TEXT
□ □ □
Medical management involves drain placement, parenteral or enteral nutrition, high doses of proton pump inhibitors, broad spectrum antibiotics, use of biological glues, and placement of fully covered stents. The use of endoscopic stents in the management of gastric leaks has gained popularity due to minimal invasiveness, early enteral nutrition initiation, shorter hospital stay, cost effectiveness, and controlling local infection with stent placement. The success rate of gastric leak closure ranges from 50 to 83% [2, 8, 9]. Complications of stent insertion include early removal of the stent due to stent migration, bleeding, and obstruction due to kinking of the proximal portion of the stent [9]. Stent migration is the main drawback of the technique requiring stent removal. Partially covered stents were used initially. Complications of partially covered stent placement include the following: difficulty of stent removal or even impossibility to remove, additional endoscopy required to remove the stent in case of initial failure by placing another stent to facilitate stent removal, the need of dilation in 20% of the cases due to tissue ingrowth. Fully covered metal stents have the advantage of removal with one procedure but at the expense of a higher migration rate [3, 12].
□ □ □
TASKS TO COMPLETE
1 - According to the passage on gastric leaks, what is the range of success rates for gastric leak closure with endoscopic stents?
2 - List every measure the passage on gastric leaks names as part of medical management.

EXTRACTED DATA
□ □ □
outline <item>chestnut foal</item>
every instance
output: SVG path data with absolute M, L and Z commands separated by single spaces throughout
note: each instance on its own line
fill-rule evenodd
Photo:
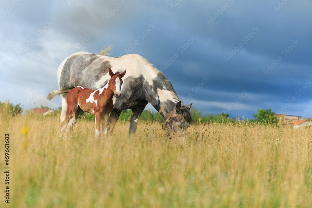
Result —
M 120 97 L 123 83 L 121 78 L 126 73 L 125 70 L 122 73 L 114 74 L 110 68 L 108 70 L 110 79 L 102 88 L 91 89 L 78 86 L 72 89 L 58 90 L 61 91 L 59 93 L 60 94 L 68 93 L 66 97 L 67 112 L 65 120 L 61 125 L 61 137 L 66 128 L 66 132 L 68 132 L 77 122 L 77 118 L 75 114 L 78 106 L 83 111 L 94 114 L 96 138 L 98 138 L 100 135 L 101 120 L 104 134 L 105 135 L 108 134 L 107 125 L 109 113 L 114 107 L 113 97 L 114 95 L 117 98 Z

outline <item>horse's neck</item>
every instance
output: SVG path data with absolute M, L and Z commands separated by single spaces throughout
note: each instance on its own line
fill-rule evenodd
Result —
M 148 101 L 164 119 L 170 114 L 176 104 L 180 101 L 174 92 L 165 90 L 158 90 L 157 97 Z

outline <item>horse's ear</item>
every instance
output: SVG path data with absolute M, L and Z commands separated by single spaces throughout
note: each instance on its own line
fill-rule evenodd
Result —
M 124 71 L 122 73 L 120 73 L 120 74 L 119 74 L 119 75 L 120 75 L 120 77 L 121 77 L 122 78 L 122 77 L 124 76 L 124 74 L 126 73 L 126 70 L 127 70 L 125 69 L 124 70 Z
M 108 69 L 108 73 L 110 75 L 110 76 L 111 77 L 112 77 L 114 75 L 114 73 L 113 72 L 113 71 L 112 71 L 112 70 L 110 69 L 110 67 Z
M 179 101 L 177 104 L 176 105 L 176 112 L 178 114 L 180 113 L 180 110 L 181 109 L 181 101 Z

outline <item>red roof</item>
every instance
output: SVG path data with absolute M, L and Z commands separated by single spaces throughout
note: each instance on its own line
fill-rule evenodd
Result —
M 301 120 L 298 120 L 297 121 L 295 121 L 294 122 L 291 123 L 290 125 L 292 126 L 295 126 L 295 125 L 299 125 L 300 124 L 302 123 L 305 121 L 306 121 L 309 119 L 302 119 Z

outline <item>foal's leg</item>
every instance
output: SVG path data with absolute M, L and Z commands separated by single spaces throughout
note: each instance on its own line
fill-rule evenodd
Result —
M 105 114 L 102 117 L 102 126 L 103 132 L 105 136 L 108 135 L 108 131 L 107 131 L 108 126 L 108 125 L 109 117 L 109 114 Z
M 97 139 L 99 138 L 100 137 L 100 129 L 101 128 L 101 114 L 98 112 L 94 112 L 94 116 L 95 117 L 95 138 Z
M 63 121 L 65 119 L 66 116 L 66 113 L 67 111 L 67 103 L 66 102 L 66 96 L 67 93 L 62 94 L 61 95 L 61 98 L 62 99 L 62 113 L 61 113 L 60 119 L 61 122 Z
M 119 116 L 120 115 L 120 114 L 121 113 L 122 111 L 114 108 L 110 112 L 109 120 L 109 123 L 108 127 L 108 130 L 110 134 L 111 134 L 114 131 L 115 125 L 116 125 L 117 120 L 119 118 Z
M 77 105 L 68 105 L 67 107 L 67 112 L 66 113 L 66 116 L 65 117 L 64 121 L 61 125 L 61 135 L 60 137 L 63 136 L 64 131 L 66 129 L 67 133 L 69 130 L 72 127 L 74 124 L 76 123 L 76 120 L 74 114 L 77 111 Z M 66 135 L 65 135 L 66 136 Z

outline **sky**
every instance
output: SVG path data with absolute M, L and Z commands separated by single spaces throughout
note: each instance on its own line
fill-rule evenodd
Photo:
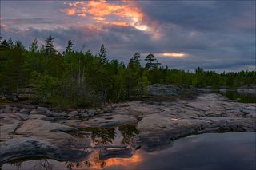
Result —
M 98 53 L 127 64 L 139 52 L 162 66 L 194 70 L 255 69 L 255 1 L 1 0 L 1 36 L 28 47 L 49 35 L 63 51 Z

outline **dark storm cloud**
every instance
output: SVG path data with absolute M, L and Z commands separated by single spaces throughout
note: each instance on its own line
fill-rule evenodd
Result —
M 173 52 L 185 53 L 187 56 L 184 58 L 156 56 L 162 65 L 186 70 L 194 70 L 198 66 L 239 70 L 254 69 L 255 64 L 254 1 L 134 2 L 144 14 L 143 22 L 151 26 L 153 33 L 159 33 L 159 38 L 130 26 L 86 25 L 82 18 L 67 17 L 60 13 L 63 2 L 41 2 L 41 6 L 49 6 L 46 14 L 34 2 L 26 2 L 33 6 L 29 13 L 25 2 L 22 3 L 22 7 L 14 3 L 6 5 L 7 9 L 18 11 L 18 14 L 6 10 L 3 14 L 1 13 L 2 23 L 10 27 L 2 29 L 2 34 L 4 38 L 22 40 L 26 45 L 34 38 L 43 42 L 51 34 L 59 50 L 65 49 L 69 39 L 74 42 L 75 49 L 90 49 L 94 53 L 104 44 L 110 59 L 118 58 L 125 63 L 135 52 L 142 53 L 142 57 L 149 53 Z M 12 22 L 15 22 L 15 28 L 8 24 Z M 45 26 L 36 27 L 33 24 Z M 22 29 L 26 25 L 29 26 Z

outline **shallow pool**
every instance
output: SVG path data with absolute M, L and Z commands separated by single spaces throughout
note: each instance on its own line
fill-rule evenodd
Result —
M 169 148 L 148 152 L 137 150 L 130 158 L 72 163 L 32 160 L 5 164 L 2 169 L 255 169 L 256 133 L 227 132 L 193 135 Z

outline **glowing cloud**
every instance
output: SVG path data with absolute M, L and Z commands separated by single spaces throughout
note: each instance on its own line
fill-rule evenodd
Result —
M 183 58 L 187 56 L 187 53 L 156 53 L 157 56 L 165 57 L 177 57 L 177 58 Z
M 102 1 L 80 1 L 64 2 L 70 7 L 60 11 L 67 15 L 85 17 L 94 23 L 121 26 L 133 26 L 141 31 L 153 34 L 155 31 L 145 23 L 143 13 L 132 2 L 120 1 L 118 3 Z

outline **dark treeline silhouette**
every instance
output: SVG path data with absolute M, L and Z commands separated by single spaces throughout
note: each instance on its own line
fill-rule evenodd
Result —
M 141 65 L 135 53 L 127 65 L 109 61 L 102 45 L 99 53 L 73 50 L 68 41 L 60 53 L 50 36 L 39 47 L 35 39 L 26 49 L 21 42 L 1 41 L 0 90 L 19 93 L 24 87 L 37 91 L 36 101 L 66 107 L 94 106 L 106 101 L 121 101 L 142 97 L 146 86 L 154 83 L 176 84 L 183 87 L 220 86 L 237 88 L 255 84 L 255 71 L 217 73 L 196 69 L 195 73 L 160 66 L 154 54 Z

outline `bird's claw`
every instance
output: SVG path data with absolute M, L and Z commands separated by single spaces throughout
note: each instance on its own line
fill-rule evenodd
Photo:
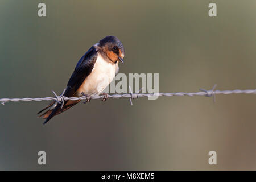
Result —
M 104 95 L 104 97 L 102 98 L 101 101 L 102 101 L 103 102 L 106 101 L 107 99 L 109 98 L 109 94 L 106 93 L 102 93 L 102 95 Z
M 81 93 L 83 96 L 85 97 L 85 101 L 84 102 L 84 104 L 86 104 L 87 102 L 89 102 L 92 100 L 92 97 L 90 97 L 90 96 L 85 94 L 84 92 L 82 92 Z

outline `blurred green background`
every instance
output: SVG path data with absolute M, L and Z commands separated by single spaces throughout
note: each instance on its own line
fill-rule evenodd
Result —
M 208 16 L 217 4 L 217 16 Z M 38 16 L 46 4 L 47 16 Z M 52 96 L 114 35 L 119 72 L 159 73 L 162 92 L 256 88 L 255 1 L 0 1 L 0 98 Z M 46 125 L 47 102 L 0 105 L 0 169 L 256 169 L 256 96 L 93 100 Z M 47 165 L 38 164 L 39 151 Z M 217 165 L 208 164 L 209 151 Z

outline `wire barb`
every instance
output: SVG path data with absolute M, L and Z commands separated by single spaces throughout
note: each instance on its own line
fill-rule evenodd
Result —
M 130 90 L 130 94 L 131 95 L 131 97 L 129 97 L 129 101 L 130 101 L 130 104 L 131 104 L 131 105 L 133 105 L 133 101 L 131 101 L 132 99 L 135 99 L 135 98 L 138 98 L 138 93 L 139 93 L 139 92 L 141 92 L 143 89 L 144 89 L 143 87 L 142 87 L 141 89 L 140 89 L 139 90 L 139 91 L 138 91 L 136 93 L 133 93 L 133 90 L 131 90 L 131 87 L 129 85 L 129 90 Z
M 206 97 L 211 97 L 212 96 L 213 96 L 213 102 L 215 102 L 215 92 L 214 92 L 214 90 L 215 89 L 216 86 L 217 86 L 217 84 L 214 84 L 214 85 L 213 85 L 213 87 L 212 88 L 212 90 L 205 90 L 203 89 L 200 89 L 199 90 L 205 92 Z
M 166 97 L 171 97 L 174 96 L 203 96 L 206 97 L 212 97 L 213 96 L 213 101 L 215 102 L 215 96 L 216 94 L 256 94 L 256 89 L 247 89 L 247 90 L 240 90 L 236 89 L 233 90 L 214 90 L 217 85 L 214 85 L 212 90 L 207 90 L 203 89 L 200 89 L 200 90 L 203 92 L 191 92 L 191 93 L 184 93 L 184 92 L 177 92 L 177 93 L 156 93 L 154 94 L 152 93 L 139 93 L 139 92 L 143 89 L 140 89 L 138 92 L 135 93 L 133 93 L 131 90 L 130 91 L 130 93 L 124 93 L 122 94 L 109 94 L 109 98 L 118 98 L 120 97 L 128 97 L 130 100 L 130 102 L 131 105 L 133 105 L 133 102 L 131 102 L 132 99 L 138 98 L 139 97 L 150 97 L 153 95 L 159 96 L 166 96 Z M 129 89 L 131 89 L 130 87 Z M 55 101 L 59 104 L 61 104 L 61 106 L 63 106 L 63 105 L 66 100 L 71 100 L 71 101 L 77 101 L 80 100 L 84 100 L 86 97 L 85 96 L 82 96 L 80 97 L 67 97 L 64 96 L 64 93 L 65 93 L 65 89 L 64 90 L 63 93 L 60 96 L 57 96 L 56 93 L 53 91 L 55 95 L 55 97 L 43 97 L 43 98 L 0 98 L 0 103 L 4 105 L 5 103 L 7 102 L 19 102 L 19 101 Z M 90 97 L 91 99 L 101 99 L 102 98 L 102 96 L 92 96 Z

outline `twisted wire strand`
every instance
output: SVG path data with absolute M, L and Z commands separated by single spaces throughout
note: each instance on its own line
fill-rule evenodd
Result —
M 176 93 L 125 93 L 122 94 L 109 94 L 108 98 L 119 98 L 121 97 L 125 98 L 129 98 L 130 99 L 135 99 L 138 98 L 139 97 L 151 97 L 154 96 L 166 96 L 166 97 L 171 97 L 171 96 L 203 96 L 207 97 L 212 97 L 213 96 L 214 101 L 215 101 L 215 95 L 216 94 L 256 94 L 256 89 L 247 89 L 247 90 L 240 90 L 240 89 L 236 89 L 233 90 L 213 90 L 216 85 L 213 86 L 213 89 L 210 90 L 207 90 L 205 89 L 200 89 L 202 90 L 201 92 L 191 92 L 191 93 L 185 93 L 185 92 L 176 92 Z M 56 93 L 53 92 L 53 94 L 55 96 L 55 97 L 43 97 L 43 98 L 0 98 L 0 102 L 1 102 L 3 105 L 5 104 L 5 102 L 19 102 L 19 101 L 56 101 L 58 103 L 63 104 L 63 101 L 65 100 L 72 100 L 76 101 L 79 100 L 86 100 L 88 98 L 85 96 L 82 96 L 80 97 L 67 97 L 64 96 L 63 93 L 60 96 L 57 96 Z M 91 96 L 92 99 L 101 99 L 103 98 L 104 96 Z M 130 100 L 131 102 L 131 100 Z M 132 105 L 132 102 L 131 102 Z

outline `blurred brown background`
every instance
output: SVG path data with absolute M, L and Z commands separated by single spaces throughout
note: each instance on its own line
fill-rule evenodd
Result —
M 47 16 L 38 16 L 46 4 Z M 217 4 L 217 16 L 208 16 Z M 255 1 L 0 1 L 0 98 L 62 92 L 78 60 L 119 38 L 120 72 L 162 92 L 256 88 Z M 0 169 L 256 169 L 256 96 L 93 100 L 46 125 L 47 102 L 0 105 Z M 38 164 L 38 152 L 47 165 Z M 209 151 L 217 164 L 208 164 Z

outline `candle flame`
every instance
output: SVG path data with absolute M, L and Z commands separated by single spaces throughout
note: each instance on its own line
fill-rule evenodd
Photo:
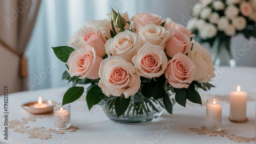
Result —
M 41 96 L 39 96 L 38 104 L 42 104 L 42 98 L 41 97 Z
M 240 85 L 238 85 L 237 92 L 238 92 L 238 93 L 239 93 L 239 92 L 240 92 Z

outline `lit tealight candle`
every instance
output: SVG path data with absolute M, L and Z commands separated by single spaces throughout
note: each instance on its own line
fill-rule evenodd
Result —
M 62 107 L 60 107 L 59 110 L 57 110 L 55 111 L 56 116 L 59 117 L 60 119 L 64 119 L 67 116 L 69 115 L 69 111 L 66 109 L 63 109 Z
M 238 85 L 237 92 L 230 93 L 230 111 L 229 119 L 234 121 L 246 120 L 247 93 L 240 91 Z
M 206 104 L 206 127 L 216 131 L 221 130 L 222 123 L 221 100 L 208 98 Z
M 47 104 L 46 103 L 42 103 L 42 98 L 41 96 L 39 97 L 38 103 L 36 103 L 34 105 L 34 107 L 35 108 L 42 108 L 47 107 Z

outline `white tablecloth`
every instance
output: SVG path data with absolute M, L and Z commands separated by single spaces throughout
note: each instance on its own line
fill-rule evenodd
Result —
M 256 68 L 249 67 L 217 67 L 217 77 L 212 83 L 216 88 L 202 95 L 229 95 L 238 84 L 248 97 L 256 99 Z M 11 88 L 10 88 L 11 89 Z M 3 89 L 3 88 L 1 88 Z M 9 121 L 21 120 L 31 116 L 21 105 L 31 101 L 37 101 L 38 96 L 60 103 L 68 88 L 60 88 L 23 92 L 9 95 Z M 85 97 L 83 96 L 82 97 Z M 0 108 L 3 110 L 4 97 L 0 96 Z M 1 134 L 0 143 L 234 143 L 225 137 L 209 137 L 198 135 L 188 130 L 205 125 L 204 106 L 187 105 L 185 108 L 177 104 L 173 108 L 173 114 L 165 111 L 155 121 L 144 124 L 124 125 L 110 121 L 101 108 L 96 106 L 89 112 L 86 102 L 79 100 L 71 104 L 72 125 L 78 127 L 76 132 L 64 134 L 52 134 L 46 140 L 28 138 L 28 134 L 9 129 L 8 140 Z M 222 129 L 226 132 L 246 137 L 255 136 L 255 101 L 247 102 L 247 116 L 244 123 L 233 123 L 228 120 L 229 104 L 222 103 Z M 2 112 L 3 115 L 3 112 Z M 0 131 L 4 130 L 3 117 L 0 117 Z M 25 126 L 54 128 L 53 118 L 37 119 Z M 251 142 L 253 143 L 253 142 Z

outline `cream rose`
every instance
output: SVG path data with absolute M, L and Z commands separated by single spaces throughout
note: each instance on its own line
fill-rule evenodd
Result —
□ □ □
EXPECTED OUTPUTS
1 - 50 to 83%

2 -
- Drain placement
- Parenteral or enteral nutrition
- High doses of proton pump inhibitors
- Broad spectrum antibiotics
- Use of biological glues
- Placement of fully covered stents